[Texte d'étude]
Avant de continuer ce texte, je tiens à préciser pour les esprits chagrins qu’il s’agit ici d’une méditation personnelle qui n’a pas vocation à devenir autre chose. Je ne l’ai pas soumise au magistère car il n’y a pas de magistère en orthodoxie ; et si d’aucuns trouvent qu’à mêler le texte biblique et l’archéologie je deviens dangereusement moderniste, je leur autorise toutes les étiquettes. Je partage avec les pots de confiture le privilège douteux d’en avoir porté plus d’une dans ma vie mais, si le verre ou le grès n’en peuvent mais, je ne me suis pour ma part jamais reconnu dans celles qu’on m’a collées et j’ajoute qu’en général elles se contredisent. Alors…
(à suivre)
[1] Grégoire de Tours, Vitae patrum.

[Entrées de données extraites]
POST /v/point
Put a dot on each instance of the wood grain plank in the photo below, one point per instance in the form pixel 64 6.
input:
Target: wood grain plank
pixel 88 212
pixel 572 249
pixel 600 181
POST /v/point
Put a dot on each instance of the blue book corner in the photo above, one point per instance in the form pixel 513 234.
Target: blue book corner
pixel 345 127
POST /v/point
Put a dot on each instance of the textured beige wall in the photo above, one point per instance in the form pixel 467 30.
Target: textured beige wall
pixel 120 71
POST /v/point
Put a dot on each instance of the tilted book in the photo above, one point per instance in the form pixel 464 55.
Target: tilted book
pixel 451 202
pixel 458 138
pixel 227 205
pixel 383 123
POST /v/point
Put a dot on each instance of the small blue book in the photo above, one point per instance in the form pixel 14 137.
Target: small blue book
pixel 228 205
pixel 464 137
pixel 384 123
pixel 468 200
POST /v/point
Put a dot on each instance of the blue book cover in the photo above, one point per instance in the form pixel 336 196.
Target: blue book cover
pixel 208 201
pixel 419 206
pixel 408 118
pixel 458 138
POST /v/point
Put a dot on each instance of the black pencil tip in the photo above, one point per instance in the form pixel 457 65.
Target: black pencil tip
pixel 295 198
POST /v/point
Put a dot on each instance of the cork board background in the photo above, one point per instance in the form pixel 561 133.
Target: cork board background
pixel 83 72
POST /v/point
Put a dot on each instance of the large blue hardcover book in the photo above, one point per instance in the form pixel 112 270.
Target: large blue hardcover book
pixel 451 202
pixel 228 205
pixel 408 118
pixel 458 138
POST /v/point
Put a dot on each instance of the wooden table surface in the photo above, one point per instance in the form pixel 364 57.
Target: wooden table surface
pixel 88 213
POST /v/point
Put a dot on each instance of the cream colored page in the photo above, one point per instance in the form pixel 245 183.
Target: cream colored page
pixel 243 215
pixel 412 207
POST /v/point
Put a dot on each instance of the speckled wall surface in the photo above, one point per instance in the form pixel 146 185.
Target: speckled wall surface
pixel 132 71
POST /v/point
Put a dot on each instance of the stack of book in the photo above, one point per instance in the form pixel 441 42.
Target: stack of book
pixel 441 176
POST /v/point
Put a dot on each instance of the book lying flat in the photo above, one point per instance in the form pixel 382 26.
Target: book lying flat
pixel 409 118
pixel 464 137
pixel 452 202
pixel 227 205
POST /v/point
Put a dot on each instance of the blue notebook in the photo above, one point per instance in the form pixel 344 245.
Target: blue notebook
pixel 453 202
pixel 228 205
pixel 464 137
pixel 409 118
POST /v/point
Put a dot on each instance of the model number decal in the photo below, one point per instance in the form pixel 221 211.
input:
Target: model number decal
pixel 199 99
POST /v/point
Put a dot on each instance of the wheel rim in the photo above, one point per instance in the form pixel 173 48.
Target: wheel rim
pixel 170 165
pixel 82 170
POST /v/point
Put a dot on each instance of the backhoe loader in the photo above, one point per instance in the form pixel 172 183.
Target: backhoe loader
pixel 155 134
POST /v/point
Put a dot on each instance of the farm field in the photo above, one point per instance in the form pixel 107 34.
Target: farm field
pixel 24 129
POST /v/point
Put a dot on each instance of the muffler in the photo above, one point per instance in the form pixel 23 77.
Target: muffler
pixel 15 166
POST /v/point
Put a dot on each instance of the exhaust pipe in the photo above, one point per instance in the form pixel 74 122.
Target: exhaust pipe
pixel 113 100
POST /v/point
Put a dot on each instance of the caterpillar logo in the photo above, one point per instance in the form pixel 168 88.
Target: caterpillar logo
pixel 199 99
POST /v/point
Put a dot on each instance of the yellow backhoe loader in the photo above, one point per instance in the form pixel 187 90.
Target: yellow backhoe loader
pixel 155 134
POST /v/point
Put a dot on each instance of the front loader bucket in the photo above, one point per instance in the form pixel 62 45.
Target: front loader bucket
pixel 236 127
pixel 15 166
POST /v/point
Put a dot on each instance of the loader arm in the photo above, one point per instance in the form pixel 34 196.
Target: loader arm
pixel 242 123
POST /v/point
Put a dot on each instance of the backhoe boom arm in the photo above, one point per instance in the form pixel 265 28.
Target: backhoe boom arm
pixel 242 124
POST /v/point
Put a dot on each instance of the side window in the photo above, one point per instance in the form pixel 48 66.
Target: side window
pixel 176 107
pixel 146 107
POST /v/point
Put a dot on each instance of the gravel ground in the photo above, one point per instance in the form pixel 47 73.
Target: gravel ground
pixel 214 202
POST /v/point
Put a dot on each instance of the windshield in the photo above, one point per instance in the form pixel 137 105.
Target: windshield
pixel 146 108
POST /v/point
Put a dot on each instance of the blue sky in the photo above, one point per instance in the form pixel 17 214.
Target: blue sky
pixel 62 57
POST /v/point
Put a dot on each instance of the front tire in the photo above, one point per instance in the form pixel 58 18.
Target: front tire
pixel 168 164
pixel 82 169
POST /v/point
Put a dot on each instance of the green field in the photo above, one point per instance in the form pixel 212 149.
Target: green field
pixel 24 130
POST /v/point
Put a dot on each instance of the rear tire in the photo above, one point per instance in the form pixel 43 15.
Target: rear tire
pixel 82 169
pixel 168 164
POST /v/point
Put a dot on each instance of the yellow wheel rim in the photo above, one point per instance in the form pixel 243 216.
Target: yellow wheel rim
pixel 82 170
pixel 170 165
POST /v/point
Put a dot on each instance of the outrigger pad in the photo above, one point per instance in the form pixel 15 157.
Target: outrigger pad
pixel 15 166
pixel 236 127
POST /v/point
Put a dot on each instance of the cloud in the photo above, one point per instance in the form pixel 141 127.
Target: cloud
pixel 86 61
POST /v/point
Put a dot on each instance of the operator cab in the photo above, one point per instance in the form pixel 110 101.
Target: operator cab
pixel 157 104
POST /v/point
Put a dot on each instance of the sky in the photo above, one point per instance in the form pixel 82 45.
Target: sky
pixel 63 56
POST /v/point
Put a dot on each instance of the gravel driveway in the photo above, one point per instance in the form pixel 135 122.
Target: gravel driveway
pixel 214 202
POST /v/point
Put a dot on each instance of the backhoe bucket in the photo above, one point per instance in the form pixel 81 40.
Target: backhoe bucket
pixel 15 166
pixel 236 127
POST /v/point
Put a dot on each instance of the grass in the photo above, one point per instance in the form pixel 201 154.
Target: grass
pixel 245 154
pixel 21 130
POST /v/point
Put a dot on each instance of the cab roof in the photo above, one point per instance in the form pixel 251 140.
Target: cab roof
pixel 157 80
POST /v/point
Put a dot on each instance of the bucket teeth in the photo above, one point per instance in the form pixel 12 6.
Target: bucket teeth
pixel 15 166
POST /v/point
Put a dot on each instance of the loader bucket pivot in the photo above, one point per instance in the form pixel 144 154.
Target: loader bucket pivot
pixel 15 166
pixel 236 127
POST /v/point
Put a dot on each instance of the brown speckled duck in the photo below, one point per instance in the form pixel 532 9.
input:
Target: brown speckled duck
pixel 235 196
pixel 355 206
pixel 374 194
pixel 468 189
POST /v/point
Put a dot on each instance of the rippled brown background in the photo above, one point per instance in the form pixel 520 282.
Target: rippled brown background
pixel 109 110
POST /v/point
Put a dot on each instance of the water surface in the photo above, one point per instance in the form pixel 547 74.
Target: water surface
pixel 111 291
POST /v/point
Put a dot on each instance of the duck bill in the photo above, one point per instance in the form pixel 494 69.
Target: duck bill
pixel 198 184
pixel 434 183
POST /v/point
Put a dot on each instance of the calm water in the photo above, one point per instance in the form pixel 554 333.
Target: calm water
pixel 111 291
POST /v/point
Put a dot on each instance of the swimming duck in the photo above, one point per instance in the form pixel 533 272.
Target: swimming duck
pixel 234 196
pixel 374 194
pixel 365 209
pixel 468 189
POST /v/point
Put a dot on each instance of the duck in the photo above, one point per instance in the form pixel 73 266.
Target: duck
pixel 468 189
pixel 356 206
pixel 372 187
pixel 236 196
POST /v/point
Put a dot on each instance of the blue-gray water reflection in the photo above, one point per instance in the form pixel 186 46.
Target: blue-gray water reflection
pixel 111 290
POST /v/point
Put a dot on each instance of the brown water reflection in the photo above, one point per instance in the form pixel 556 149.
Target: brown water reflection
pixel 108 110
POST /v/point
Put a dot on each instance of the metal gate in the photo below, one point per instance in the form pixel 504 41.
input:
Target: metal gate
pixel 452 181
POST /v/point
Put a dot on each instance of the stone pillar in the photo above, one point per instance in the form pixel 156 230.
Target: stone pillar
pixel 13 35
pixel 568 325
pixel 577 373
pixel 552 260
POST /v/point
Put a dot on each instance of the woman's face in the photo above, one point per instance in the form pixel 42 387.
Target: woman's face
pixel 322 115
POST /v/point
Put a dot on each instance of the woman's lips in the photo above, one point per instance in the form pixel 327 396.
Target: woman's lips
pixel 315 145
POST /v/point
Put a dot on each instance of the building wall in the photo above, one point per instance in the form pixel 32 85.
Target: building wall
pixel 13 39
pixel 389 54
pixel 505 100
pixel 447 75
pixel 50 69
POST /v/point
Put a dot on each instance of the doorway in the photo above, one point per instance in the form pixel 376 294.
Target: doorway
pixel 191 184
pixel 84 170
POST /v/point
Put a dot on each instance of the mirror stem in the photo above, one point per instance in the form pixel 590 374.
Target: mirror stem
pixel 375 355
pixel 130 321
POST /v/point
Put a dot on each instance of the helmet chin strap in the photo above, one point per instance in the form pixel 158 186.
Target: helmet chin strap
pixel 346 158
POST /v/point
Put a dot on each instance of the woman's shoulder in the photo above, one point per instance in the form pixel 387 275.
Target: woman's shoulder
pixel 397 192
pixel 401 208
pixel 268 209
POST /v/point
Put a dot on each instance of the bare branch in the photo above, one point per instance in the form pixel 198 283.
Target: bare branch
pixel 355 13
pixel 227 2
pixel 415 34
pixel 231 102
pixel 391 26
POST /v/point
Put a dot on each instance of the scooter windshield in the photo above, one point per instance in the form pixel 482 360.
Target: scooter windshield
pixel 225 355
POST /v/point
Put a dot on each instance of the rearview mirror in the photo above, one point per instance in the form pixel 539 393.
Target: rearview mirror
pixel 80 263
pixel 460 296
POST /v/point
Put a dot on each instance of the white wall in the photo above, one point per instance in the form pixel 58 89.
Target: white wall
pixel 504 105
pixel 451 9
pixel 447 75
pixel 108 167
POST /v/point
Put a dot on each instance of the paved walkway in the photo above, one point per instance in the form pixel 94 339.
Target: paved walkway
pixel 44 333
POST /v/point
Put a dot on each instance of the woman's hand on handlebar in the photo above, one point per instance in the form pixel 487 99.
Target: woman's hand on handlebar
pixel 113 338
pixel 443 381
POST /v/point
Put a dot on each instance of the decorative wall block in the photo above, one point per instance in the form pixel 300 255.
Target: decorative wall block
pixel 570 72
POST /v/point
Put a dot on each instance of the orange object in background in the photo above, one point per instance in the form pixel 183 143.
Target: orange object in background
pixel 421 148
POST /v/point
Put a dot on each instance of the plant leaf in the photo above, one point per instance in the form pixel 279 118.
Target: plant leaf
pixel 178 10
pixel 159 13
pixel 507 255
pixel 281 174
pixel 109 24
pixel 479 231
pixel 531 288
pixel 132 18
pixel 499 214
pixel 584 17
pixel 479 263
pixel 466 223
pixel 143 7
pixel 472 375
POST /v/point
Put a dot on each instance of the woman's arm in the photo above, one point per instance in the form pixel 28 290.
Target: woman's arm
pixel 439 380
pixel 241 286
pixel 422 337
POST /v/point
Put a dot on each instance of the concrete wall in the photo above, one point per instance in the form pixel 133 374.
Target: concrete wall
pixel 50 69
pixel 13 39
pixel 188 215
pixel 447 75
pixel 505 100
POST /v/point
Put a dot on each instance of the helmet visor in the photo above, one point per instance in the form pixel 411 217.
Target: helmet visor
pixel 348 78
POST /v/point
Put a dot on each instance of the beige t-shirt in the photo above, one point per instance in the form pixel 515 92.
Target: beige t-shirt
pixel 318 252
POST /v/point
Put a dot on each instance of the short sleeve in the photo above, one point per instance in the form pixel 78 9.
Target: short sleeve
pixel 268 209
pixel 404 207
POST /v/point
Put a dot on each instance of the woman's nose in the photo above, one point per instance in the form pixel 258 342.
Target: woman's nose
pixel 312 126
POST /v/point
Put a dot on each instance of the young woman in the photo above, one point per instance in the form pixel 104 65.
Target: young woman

[Questions sur le texte]
1. Recopiez le passage du texte d'étude depuis « Avant de continuer » jusqu'à « Tours, Vitae patrum. » inclus.
2. D'après le texte d'étude, pour quelle raison cette méditation n'a-t-elle pas été soumise au magistère ?

[Réponses attendues]
1.
Avant de continuer ce texte, je tiens à préciser pour les esprits chagrins qu’il s’agit ici d’une méditation personnelle qui n’a pas vocation à devenir autre chose. Je ne l’ai pas soumise au magistère car il n’y a pas de magistère en orthodoxie ; et si d’aucuns trouvent qu’à mêler le texte biblique et l’archéologie je deviens dangereusement moderniste, je leur autorise toutes les étiquettes. Je partage avec les pots de confiture le privilège douteux d’en avoir porté plus d’une dans ma vie mais, si le verre ou le grès n’en peuvent mais, je ne me suis pour ma part jamais reconnu dans celles qu’on m’a collées et j’ajoute qu’en général elles se contredisent. Alors…
(à suivre)
[1] Grégoire de Tours, Vitae patrum.

2. Parce qu'il n'y a pas de magistère en orthodoxie.